* **What is expected**
Starting with the line that contains "Target: control lever", reproduce each line through the end of the listing below, with no other output.

* **Data extract**

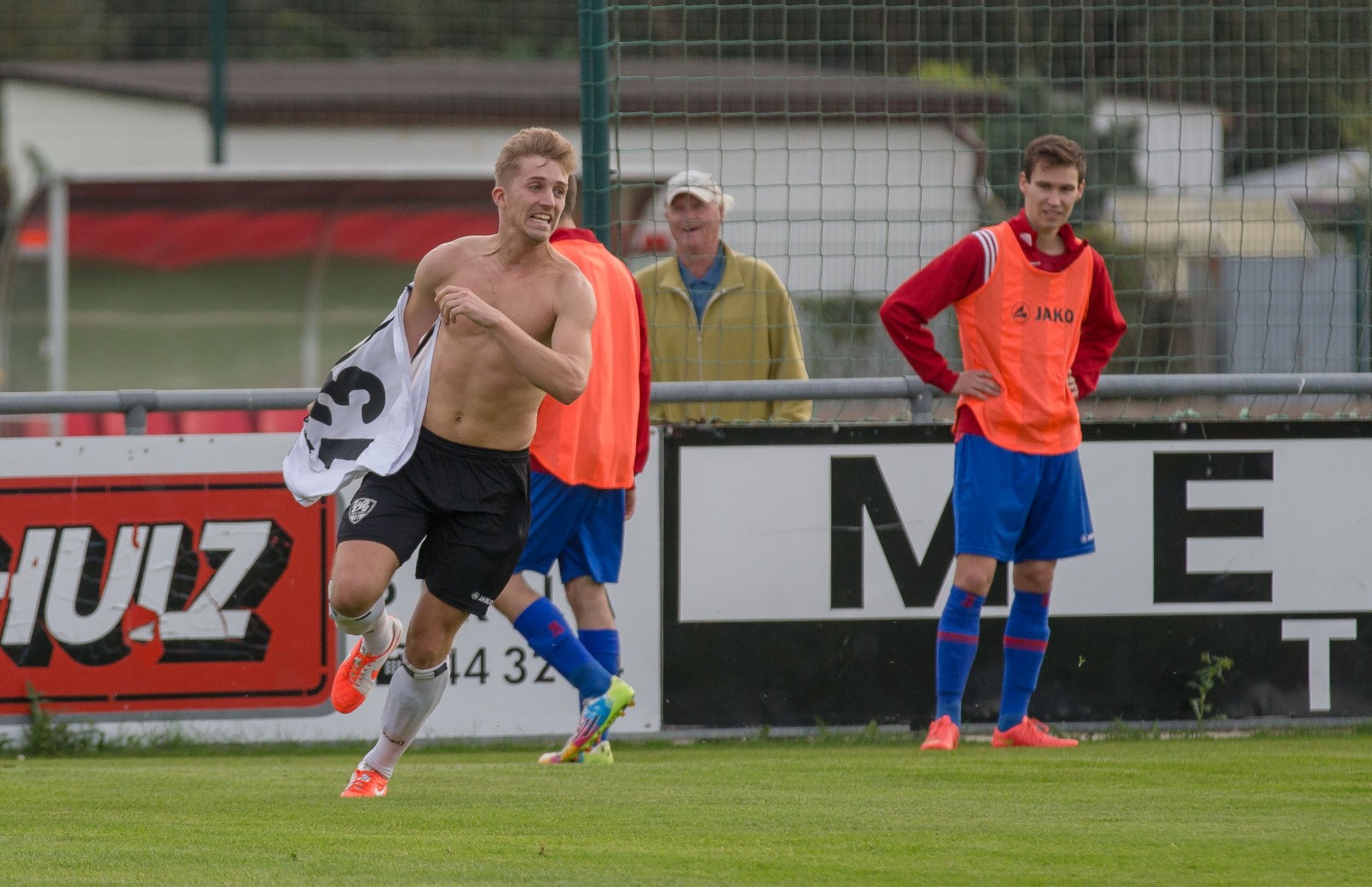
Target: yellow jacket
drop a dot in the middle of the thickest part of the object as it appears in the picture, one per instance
(748, 331)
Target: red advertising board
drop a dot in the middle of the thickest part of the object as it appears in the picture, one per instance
(199, 592)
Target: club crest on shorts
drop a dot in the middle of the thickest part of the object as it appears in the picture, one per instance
(360, 509)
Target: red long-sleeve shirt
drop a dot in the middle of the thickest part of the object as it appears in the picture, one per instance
(962, 269)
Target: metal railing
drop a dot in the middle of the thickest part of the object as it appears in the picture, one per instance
(136, 404)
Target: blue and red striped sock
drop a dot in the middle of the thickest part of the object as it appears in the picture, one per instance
(958, 629)
(548, 632)
(1026, 640)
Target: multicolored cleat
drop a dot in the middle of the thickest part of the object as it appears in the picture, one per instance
(597, 715)
(1029, 733)
(943, 735)
(599, 754)
(357, 674)
(365, 784)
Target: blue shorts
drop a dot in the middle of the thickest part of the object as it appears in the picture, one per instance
(581, 528)
(1015, 505)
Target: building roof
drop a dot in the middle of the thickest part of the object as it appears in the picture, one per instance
(468, 89)
(1213, 224)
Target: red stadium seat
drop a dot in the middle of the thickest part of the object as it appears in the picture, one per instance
(110, 423)
(280, 419)
(216, 422)
(82, 425)
(161, 423)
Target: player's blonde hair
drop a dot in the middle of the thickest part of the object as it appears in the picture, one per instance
(534, 142)
(1054, 150)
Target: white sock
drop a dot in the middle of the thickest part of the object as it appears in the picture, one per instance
(411, 699)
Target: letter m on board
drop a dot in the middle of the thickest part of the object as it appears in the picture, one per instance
(857, 485)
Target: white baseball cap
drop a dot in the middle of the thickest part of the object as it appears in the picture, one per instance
(700, 184)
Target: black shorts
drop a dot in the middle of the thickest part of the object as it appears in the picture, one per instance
(468, 504)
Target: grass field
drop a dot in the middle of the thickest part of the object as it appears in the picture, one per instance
(1289, 809)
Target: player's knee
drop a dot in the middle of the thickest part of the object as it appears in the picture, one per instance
(353, 596)
(1035, 576)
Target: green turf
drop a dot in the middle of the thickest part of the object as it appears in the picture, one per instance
(1285, 809)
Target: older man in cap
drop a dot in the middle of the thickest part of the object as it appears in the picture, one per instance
(713, 313)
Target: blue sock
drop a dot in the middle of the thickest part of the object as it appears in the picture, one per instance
(1026, 640)
(548, 632)
(957, 647)
(603, 644)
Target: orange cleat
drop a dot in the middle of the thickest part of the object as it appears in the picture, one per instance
(1029, 733)
(365, 784)
(943, 735)
(357, 676)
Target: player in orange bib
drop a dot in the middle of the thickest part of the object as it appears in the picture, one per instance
(1038, 322)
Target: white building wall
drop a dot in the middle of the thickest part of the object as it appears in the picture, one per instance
(1180, 146)
(77, 130)
(832, 208)
(468, 148)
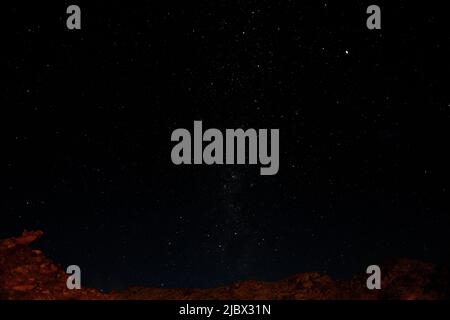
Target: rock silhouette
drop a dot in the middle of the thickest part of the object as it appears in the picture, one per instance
(26, 274)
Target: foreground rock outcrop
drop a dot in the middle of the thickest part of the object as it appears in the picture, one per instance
(26, 273)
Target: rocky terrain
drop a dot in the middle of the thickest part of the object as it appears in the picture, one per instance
(26, 273)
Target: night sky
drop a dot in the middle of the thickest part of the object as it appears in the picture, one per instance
(364, 120)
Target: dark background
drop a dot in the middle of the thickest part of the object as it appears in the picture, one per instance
(86, 119)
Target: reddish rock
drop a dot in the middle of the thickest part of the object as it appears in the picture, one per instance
(26, 273)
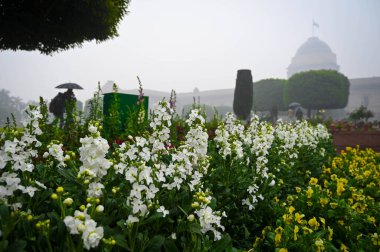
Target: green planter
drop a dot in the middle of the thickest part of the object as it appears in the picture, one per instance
(126, 107)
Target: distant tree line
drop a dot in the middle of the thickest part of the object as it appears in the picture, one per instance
(314, 90)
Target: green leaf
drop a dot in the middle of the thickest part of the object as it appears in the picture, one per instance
(195, 228)
(152, 218)
(4, 211)
(18, 246)
(222, 244)
(170, 246)
(121, 242)
(155, 243)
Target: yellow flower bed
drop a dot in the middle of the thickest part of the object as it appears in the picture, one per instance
(338, 210)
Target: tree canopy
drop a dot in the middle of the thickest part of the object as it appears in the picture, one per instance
(51, 26)
(318, 89)
(269, 93)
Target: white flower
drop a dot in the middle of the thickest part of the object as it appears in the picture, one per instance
(131, 219)
(68, 201)
(92, 129)
(99, 209)
(272, 183)
(92, 234)
(95, 190)
(173, 236)
(162, 210)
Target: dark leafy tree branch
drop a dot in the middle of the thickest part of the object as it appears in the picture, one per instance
(319, 89)
(52, 25)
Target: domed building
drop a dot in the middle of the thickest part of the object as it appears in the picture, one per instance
(314, 54)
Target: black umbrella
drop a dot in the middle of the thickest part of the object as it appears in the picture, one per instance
(69, 86)
(294, 105)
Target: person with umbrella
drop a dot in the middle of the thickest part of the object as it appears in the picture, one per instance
(58, 104)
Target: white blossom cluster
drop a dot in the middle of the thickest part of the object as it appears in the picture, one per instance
(16, 157)
(209, 219)
(94, 162)
(136, 164)
(140, 164)
(81, 223)
(161, 121)
(55, 151)
(256, 141)
(229, 136)
(294, 137)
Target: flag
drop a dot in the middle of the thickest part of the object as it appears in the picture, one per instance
(315, 24)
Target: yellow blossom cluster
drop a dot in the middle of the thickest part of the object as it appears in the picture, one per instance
(337, 210)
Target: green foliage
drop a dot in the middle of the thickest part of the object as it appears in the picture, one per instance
(322, 89)
(361, 113)
(269, 93)
(243, 96)
(9, 106)
(51, 26)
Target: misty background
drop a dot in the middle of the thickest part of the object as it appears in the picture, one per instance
(177, 44)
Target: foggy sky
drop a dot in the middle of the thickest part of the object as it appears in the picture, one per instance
(178, 44)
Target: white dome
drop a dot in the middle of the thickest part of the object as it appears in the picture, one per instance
(314, 54)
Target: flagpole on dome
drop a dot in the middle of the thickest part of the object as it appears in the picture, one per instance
(314, 24)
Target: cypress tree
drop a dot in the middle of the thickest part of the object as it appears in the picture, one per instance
(243, 96)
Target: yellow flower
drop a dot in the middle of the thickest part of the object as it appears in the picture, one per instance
(296, 229)
(291, 209)
(59, 189)
(323, 221)
(287, 218)
(367, 173)
(299, 217)
(333, 205)
(277, 237)
(319, 244)
(340, 188)
(326, 184)
(323, 201)
(307, 230)
(343, 248)
(309, 192)
(331, 232)
(313, 223)
(371, 219)
(289, 199)
(375, 239)
(313, 181)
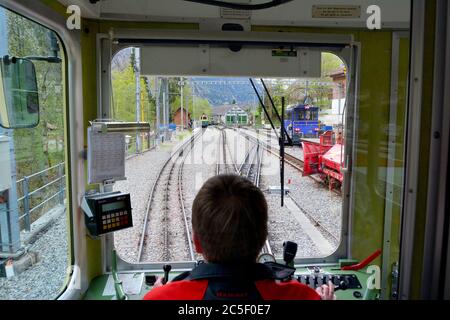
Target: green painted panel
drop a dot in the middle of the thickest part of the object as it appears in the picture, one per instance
(371, 151)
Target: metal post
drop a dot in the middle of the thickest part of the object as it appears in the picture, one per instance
(138, 95)
(26, 203)
(164, 113)
(282, 154)
(61, 182)
(158, 108)
(9, 215)
(182, 103)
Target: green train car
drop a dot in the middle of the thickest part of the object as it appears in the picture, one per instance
(204, 119)
(236, 116)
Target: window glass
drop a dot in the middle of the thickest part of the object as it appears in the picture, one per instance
(162, 194)
(34, 234)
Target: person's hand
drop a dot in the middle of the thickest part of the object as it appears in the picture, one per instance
(326, 292)
(158, 283)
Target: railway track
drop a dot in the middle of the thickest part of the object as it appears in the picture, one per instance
(251, 169)
(298, 165)
(164, 186)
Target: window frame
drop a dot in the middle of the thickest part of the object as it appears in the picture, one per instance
(349, 54)
(41, 14)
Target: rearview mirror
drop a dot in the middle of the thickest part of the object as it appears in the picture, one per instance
(19, 97)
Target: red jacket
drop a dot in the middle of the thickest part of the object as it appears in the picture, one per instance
(213, 286)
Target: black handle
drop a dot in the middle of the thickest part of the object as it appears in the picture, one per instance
(166, 268)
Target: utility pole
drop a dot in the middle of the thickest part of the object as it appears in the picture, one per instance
(9, 212)
(137, 73)
(181, 84)
(158, 108)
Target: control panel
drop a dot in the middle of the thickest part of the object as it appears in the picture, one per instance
(340, 281)
(107, 212)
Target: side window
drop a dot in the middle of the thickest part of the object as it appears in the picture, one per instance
(34, 233)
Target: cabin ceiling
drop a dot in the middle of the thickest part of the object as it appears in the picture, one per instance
(394, 14)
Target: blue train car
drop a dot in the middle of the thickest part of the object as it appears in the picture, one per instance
(302, 121)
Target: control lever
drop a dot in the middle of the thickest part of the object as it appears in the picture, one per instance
(166, 268)
(289, 252)
(343, 285)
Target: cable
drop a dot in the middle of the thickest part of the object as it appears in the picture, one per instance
(238, 6)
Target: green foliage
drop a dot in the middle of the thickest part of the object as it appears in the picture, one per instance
(38, 148)
(43, 146)
(124, 96)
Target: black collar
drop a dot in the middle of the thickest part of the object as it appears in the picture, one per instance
(256, 271)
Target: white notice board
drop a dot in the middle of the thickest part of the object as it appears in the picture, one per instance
(106, 156)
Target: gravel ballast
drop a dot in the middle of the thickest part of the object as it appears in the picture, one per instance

* **Complete response**
Target: control lever
drop a dot in the middle of the thickest part of the object as it appears in the picture, one per instance
(166, 268)
(289, 252)
(343, 285)
Target: cable
drop a dot in the middle of the thickest part of the object as it appears in the picture, one per instance
(238, 6)
Target: green foliage
drop a dot in the middle of the thickest part of the object as it appears in the picture, one per instance
(38, 148)
(43, 146)
(124, 96)
Target: black collar
drop a dot in the middle of the thickest part of the object as it appears in the picture, one per instance
(256, 271)
Target: white notice board
drop a dot in the middle of the thickest part of the object as it appears in the picture, one per instance
(106, 156)
Target: gravel ballast
drop a dot in the middle of the thickest part of the object as it appears in the picture, one per instance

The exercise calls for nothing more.